Dataset records about object locations:
[Start]

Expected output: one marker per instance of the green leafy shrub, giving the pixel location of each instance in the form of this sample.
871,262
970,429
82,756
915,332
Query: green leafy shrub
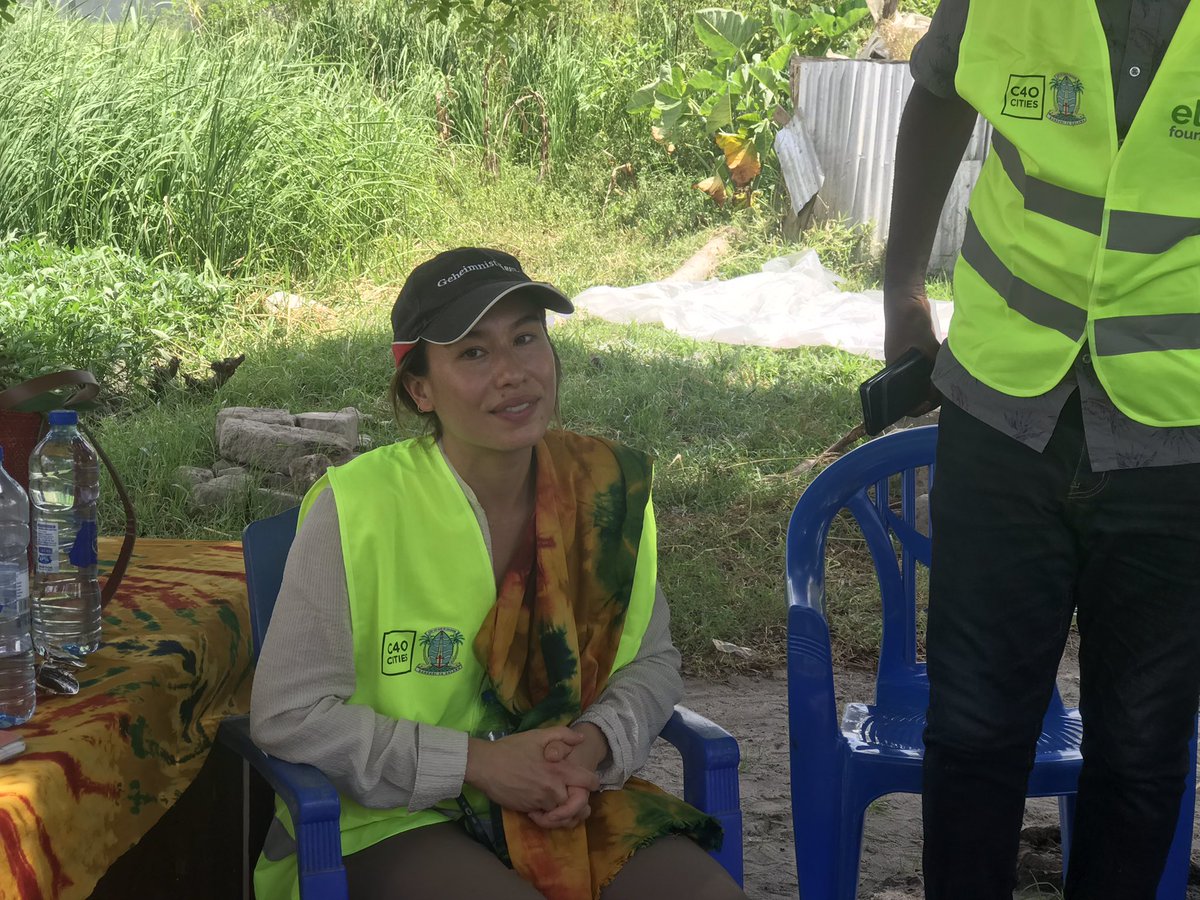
733,96
99,309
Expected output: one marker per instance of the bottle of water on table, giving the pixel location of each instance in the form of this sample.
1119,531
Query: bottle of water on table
64,486
17,691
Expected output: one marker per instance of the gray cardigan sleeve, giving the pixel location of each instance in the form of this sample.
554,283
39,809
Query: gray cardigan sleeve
306,673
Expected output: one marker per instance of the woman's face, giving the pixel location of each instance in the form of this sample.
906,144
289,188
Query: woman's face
493,389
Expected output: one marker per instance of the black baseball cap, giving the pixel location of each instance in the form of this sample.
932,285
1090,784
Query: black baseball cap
444,297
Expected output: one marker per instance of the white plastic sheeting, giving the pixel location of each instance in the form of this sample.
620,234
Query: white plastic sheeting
793,301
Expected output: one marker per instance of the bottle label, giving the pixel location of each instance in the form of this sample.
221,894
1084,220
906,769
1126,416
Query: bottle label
47,547
13,588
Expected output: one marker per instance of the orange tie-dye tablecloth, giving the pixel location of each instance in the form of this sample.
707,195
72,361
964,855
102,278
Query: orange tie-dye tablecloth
101,767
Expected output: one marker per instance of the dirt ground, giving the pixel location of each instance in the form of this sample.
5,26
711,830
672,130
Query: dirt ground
754,711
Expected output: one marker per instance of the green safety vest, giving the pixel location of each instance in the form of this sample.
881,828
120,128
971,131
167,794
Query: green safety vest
420,583
1073,235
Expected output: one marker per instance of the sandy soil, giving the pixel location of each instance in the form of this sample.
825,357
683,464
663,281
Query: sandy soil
754,709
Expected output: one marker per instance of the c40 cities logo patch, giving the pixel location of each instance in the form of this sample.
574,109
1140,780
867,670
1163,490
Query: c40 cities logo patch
397,652
1025,97
441,647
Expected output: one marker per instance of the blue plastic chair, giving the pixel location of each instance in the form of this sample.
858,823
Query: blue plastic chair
839,768
709,754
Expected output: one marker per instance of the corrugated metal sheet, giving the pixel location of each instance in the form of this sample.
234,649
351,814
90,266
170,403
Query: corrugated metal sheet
851,109
798,162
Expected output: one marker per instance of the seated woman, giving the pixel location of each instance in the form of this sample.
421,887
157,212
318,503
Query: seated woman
469,641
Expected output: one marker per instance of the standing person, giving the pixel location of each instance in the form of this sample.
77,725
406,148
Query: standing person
1068,459
469,641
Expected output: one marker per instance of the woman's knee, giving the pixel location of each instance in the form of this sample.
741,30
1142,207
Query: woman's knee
672,867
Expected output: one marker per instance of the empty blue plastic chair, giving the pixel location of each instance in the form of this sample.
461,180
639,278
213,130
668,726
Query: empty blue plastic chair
840,767
709,754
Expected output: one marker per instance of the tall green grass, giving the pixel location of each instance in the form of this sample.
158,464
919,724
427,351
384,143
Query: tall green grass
298,148
238,154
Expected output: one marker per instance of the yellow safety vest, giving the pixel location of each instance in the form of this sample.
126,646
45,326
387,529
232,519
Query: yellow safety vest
420,583
1074,235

[End]

__OBJECTIVE__:
Quote, without alteration, the final stretch of the entries: the line with "Expected output: one marker per instance of the empty" onward to the last line.

__REPLY__:
Expected output: one marker per instance of the empty blue plastic chair, giving the pixel location of each instance in the form of this sample.
461,180
639,278
213,130
668,726
Query: empty blue plastic chair
840,767
709,754
Expected output: one marker per instance of the tall green grass, giving the pixel location of each instance in the form of this sample.
158,464
919,724
427,351
384,143
Query: tall green grass
298,148
238,154
Expected output: one marker per instance of the yellow safety vest, giving the pixel location of each instance in the form of this sample.
126,646
45,326
387,529
232,519
Query: yellow safety vest
420,583
1074,235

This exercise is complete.